- TEXT SECTION:
──────

Okay... Advice on how to meet people with the same interests as me?

I'm not the type to just go up and say hi to someone. I'm a terrible conversationalist. The majority of the people out there, I want nothing to do with. And the majority of the people I want to meet most likely are as reclusive as me. So.. what do I do?
 
 
Current Mood: contemplativecontemplative
Current Music: Blind Guardian - Age of False Innocence
 
 
 
Vivinusvivinus on January 3rd, 2003 12:12 pm (UTC)
What I sometimes do is try ti find out what people are like just by sitting and watching everbody.. But then again, I also have no friends.

You can try things like going back to school (College is a great place to meet people). Maybe go to church or church events, Although I've personally never been to Church, I would think that's a good place to meet good people. Or try visiting the library, maybe read some of your favorite books (Or books you haven't read yet and would like to read), or look at things for inspiration in writing, and do some writing there, maybe someone will notice you and approach you, or you'll see someone reading a Dean Koontz book or something.

──────

- DATASET CONTENT:
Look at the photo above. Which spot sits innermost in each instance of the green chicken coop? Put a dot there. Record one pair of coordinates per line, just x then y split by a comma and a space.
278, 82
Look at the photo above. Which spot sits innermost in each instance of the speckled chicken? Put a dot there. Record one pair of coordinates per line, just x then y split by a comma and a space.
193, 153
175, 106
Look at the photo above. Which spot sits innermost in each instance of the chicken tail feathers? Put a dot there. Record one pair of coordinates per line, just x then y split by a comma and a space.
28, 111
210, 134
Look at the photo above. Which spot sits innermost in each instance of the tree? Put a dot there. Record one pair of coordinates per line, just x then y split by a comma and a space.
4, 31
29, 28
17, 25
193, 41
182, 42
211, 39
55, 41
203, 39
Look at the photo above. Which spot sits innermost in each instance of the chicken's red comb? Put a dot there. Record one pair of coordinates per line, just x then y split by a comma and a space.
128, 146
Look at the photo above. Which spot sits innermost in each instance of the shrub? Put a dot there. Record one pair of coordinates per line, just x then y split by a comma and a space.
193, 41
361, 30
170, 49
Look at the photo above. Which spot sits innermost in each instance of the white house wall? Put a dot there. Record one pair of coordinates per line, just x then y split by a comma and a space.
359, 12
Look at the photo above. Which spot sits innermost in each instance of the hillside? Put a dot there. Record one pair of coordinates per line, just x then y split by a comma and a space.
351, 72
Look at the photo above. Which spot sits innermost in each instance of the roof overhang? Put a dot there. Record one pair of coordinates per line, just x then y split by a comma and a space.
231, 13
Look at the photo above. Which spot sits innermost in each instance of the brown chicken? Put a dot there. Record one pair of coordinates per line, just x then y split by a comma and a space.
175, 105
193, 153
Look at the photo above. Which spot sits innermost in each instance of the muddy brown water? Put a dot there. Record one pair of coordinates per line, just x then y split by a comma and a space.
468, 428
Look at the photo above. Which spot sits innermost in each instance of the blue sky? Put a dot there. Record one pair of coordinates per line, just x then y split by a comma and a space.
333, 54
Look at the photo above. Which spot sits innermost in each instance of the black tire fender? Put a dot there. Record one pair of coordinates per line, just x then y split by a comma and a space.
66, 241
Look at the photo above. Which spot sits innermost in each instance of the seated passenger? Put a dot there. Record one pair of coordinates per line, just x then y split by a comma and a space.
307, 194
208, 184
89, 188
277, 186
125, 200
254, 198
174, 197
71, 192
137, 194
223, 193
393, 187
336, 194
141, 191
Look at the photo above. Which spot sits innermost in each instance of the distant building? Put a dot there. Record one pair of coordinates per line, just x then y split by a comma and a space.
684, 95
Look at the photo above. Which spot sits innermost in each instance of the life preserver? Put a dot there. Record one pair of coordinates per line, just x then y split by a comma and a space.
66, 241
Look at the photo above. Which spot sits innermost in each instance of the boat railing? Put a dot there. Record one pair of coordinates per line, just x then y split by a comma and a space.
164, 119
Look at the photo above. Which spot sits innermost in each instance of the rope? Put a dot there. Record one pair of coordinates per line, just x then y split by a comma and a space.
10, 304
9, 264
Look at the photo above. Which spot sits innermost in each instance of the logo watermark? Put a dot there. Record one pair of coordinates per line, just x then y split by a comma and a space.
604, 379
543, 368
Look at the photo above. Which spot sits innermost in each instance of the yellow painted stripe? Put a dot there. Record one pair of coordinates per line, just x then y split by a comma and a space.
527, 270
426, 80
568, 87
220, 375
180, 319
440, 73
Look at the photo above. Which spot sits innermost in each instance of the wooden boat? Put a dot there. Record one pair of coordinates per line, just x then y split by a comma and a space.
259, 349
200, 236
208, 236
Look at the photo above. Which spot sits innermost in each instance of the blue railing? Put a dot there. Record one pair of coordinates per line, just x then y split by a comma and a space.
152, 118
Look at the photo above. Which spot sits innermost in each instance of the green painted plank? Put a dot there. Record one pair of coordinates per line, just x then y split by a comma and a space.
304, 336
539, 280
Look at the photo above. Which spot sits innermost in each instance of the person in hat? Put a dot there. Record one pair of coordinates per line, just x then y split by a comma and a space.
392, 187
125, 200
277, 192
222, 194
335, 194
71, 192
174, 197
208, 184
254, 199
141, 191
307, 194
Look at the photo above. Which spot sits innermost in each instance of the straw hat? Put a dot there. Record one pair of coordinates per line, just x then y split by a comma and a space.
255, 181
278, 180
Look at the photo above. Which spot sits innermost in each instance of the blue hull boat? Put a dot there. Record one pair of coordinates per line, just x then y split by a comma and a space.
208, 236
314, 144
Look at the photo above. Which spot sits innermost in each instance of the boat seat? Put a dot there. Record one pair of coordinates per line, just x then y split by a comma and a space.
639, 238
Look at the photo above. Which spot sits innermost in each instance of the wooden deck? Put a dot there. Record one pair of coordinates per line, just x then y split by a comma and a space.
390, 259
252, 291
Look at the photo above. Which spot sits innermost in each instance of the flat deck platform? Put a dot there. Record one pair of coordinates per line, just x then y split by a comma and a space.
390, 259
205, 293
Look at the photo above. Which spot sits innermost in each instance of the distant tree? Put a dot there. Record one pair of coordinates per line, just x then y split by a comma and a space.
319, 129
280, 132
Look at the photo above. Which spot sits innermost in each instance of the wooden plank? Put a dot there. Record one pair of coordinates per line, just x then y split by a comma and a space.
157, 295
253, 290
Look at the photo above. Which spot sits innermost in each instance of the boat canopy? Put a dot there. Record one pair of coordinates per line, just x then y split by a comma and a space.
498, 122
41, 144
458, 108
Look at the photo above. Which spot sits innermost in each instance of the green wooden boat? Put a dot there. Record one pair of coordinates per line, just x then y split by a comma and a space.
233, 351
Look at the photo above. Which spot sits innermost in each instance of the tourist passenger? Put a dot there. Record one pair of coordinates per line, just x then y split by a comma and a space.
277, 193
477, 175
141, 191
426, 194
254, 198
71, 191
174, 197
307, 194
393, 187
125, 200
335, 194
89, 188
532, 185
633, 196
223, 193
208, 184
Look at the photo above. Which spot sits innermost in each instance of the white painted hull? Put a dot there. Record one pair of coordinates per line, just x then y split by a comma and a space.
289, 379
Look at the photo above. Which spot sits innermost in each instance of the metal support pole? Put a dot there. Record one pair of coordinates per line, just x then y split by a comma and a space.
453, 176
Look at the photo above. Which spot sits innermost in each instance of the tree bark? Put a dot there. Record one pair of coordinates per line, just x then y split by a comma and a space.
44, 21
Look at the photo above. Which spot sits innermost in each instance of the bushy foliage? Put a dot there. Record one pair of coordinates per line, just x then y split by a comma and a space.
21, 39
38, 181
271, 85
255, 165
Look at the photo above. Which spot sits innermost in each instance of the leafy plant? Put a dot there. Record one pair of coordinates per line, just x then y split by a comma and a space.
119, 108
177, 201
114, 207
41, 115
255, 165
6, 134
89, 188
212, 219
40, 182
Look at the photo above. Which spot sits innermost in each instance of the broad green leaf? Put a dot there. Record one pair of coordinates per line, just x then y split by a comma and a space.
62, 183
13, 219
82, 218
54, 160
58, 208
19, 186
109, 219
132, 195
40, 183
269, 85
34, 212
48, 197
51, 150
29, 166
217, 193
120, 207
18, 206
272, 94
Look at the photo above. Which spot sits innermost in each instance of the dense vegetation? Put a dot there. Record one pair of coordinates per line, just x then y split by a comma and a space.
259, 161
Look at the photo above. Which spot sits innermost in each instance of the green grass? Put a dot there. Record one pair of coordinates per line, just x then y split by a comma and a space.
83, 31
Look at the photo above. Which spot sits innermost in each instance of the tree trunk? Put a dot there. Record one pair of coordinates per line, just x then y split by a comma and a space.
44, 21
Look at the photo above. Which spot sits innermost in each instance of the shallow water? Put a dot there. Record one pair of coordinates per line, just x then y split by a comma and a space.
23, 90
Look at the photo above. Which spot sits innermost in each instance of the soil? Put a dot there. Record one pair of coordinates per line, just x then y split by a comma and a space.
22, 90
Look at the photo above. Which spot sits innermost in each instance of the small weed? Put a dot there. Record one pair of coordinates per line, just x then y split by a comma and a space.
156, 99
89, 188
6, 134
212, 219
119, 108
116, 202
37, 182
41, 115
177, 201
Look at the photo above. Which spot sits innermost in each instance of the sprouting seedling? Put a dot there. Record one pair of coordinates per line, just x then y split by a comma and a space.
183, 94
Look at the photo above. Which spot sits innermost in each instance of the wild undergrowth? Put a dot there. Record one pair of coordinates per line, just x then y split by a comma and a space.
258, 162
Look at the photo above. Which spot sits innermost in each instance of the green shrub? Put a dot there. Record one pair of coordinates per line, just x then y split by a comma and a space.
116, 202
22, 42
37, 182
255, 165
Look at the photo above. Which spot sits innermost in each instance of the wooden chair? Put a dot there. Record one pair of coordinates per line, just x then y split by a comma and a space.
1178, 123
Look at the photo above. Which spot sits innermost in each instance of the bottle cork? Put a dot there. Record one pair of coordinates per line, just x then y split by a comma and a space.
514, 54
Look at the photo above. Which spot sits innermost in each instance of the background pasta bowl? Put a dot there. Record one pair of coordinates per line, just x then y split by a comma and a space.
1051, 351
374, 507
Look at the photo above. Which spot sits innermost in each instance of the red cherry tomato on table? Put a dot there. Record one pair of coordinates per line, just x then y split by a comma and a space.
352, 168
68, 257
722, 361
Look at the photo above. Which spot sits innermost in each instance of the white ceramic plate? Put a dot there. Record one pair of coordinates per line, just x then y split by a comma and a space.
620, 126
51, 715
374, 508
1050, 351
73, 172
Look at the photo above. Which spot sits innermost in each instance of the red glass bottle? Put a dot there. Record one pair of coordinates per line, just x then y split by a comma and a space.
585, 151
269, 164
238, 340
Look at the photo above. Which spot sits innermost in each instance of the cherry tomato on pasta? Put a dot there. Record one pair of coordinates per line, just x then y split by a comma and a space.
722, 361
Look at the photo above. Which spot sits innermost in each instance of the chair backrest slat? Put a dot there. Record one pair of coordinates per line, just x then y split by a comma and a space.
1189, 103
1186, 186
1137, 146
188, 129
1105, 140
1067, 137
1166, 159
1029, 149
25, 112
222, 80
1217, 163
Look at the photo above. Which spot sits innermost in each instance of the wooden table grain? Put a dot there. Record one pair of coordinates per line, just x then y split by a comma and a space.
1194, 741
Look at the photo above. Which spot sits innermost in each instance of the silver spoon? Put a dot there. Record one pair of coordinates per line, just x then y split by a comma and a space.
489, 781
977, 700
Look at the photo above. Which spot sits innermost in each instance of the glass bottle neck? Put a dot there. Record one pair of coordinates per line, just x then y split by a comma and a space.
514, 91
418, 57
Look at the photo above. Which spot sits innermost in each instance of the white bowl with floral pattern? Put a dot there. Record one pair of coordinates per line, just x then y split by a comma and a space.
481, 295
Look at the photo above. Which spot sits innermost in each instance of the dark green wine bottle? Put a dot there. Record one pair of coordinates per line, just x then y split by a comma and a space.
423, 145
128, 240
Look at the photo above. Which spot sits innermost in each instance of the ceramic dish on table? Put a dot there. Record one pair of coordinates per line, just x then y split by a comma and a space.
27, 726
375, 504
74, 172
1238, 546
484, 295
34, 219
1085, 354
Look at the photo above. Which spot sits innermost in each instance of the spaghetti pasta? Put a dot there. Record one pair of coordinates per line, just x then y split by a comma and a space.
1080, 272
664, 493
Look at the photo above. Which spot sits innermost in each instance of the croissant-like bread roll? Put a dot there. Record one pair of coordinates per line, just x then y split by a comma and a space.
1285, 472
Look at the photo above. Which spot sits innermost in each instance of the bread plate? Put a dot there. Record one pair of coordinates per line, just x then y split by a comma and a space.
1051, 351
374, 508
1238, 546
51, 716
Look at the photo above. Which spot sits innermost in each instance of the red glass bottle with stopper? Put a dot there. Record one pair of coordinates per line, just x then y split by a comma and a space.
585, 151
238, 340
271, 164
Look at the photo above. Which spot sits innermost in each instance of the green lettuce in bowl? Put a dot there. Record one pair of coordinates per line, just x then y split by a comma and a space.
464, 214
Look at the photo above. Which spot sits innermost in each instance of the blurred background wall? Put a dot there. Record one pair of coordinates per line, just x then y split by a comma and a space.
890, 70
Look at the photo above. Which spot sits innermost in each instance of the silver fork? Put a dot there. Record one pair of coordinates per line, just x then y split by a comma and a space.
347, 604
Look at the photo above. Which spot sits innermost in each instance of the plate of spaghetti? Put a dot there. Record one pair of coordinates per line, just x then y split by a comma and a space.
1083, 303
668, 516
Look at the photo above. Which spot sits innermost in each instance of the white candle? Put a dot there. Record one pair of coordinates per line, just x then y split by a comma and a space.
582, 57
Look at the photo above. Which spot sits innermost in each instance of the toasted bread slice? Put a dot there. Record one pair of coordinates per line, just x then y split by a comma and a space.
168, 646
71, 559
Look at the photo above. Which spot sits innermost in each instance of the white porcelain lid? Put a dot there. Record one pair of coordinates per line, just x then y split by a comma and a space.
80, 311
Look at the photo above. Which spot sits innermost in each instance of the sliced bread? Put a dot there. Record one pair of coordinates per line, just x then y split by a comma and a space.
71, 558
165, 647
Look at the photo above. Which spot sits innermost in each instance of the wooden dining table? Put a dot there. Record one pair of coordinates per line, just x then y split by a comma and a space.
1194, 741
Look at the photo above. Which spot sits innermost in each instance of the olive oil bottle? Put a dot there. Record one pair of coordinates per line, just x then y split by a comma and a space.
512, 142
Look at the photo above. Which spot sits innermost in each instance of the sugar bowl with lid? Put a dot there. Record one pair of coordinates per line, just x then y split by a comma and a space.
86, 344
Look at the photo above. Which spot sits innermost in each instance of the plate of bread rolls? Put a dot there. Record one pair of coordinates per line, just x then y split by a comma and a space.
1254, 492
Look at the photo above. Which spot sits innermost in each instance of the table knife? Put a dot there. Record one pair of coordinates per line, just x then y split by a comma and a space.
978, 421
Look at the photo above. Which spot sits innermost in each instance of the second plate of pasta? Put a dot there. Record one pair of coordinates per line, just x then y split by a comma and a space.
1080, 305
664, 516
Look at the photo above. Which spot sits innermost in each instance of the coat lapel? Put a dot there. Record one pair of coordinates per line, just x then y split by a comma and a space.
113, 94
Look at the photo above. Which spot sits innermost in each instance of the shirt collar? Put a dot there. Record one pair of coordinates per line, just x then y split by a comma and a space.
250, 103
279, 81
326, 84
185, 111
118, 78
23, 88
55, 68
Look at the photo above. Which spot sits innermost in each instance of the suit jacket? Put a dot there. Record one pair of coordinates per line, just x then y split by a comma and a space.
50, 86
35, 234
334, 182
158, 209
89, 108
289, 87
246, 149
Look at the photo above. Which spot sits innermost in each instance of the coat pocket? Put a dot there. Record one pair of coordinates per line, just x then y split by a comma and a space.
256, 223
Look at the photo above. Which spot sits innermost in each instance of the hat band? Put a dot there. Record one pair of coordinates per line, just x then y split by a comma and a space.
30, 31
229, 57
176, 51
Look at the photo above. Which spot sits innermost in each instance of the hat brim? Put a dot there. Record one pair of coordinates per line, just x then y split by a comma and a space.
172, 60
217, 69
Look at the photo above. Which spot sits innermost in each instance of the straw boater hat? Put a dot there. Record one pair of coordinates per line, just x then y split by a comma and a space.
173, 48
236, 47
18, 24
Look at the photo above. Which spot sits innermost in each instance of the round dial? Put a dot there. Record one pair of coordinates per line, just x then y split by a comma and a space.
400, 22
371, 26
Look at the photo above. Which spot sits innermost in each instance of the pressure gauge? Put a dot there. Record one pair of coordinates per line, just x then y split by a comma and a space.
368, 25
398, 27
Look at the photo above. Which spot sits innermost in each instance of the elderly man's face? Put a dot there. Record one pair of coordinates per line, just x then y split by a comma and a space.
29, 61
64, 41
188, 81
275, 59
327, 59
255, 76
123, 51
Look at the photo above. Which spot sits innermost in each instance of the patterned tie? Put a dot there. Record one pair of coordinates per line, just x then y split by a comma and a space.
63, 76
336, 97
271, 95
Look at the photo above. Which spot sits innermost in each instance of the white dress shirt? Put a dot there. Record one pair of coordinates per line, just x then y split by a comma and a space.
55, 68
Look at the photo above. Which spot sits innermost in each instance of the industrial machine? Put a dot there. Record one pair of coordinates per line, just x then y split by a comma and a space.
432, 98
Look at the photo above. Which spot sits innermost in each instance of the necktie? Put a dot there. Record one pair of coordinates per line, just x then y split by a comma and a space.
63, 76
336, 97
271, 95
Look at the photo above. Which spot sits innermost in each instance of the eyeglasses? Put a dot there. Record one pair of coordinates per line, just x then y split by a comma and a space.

──────

- SHORT PROBLEM A: Name every place that the reply in the discussion about meeting like-minded people suggests going to meet people.
- SHORT PROBLEM B: Extend the discussion about meeting like-minded people, picking up after its final sentence.
The items have no connection to the discussion about meeting like-minded people.

- WRITTEN ANSWER A: School (college), church or church events, and the library.

- WRITTEN ANSWER B:
You can also trying making (Or having a web designer friend making) a personalized website, one of those "all about me" type of things. I know there are kinda of teen sites like that, where you can submit a picture and information about yourself and meet people that way (Even have things like that for dating, but that's usually for later aged people).

You live in Colorado, do you ski at all, or know how? You can always go skiing, or maybe ice skating (Always a chance of meeting a person that way).

Or maybe start playing the violin again and going to some music classes or something.

Just a few ideas to help, I guess.. You don't need to do anything you don't want to, just because people encourage it or you feel like you should. Just be content and happy.
Marianneresplendentposy on January 3rd, 2003 05:49 pm (UTC)
I've thought about going to the bookstore or something like that, but then I'm not sure what to do once I get there. Even if I see someone who I might want to try talking to, I have all these insecurities, and I don't think that I could take the first step and approach them. I also fear that I might be putting people off, because whenever I'm around people, I try to ignore them, never make eye contact, etc. because they make me uncomfortable. So if I don't look approachable, then I don't think people will approach me. I think that's the main problem that I have...
(Anonymous) on January 3rd, 2003 07:06 pm (UTC)
The bookstore is a good place to start. You're best bet is to try to let go of these certain insecurities and have more confidence in yourself. When good people choose friends, they don't look what's in the outside; they're first impression isn't "Oh, she's ugly so I'm not going to talk to her," etc, etc.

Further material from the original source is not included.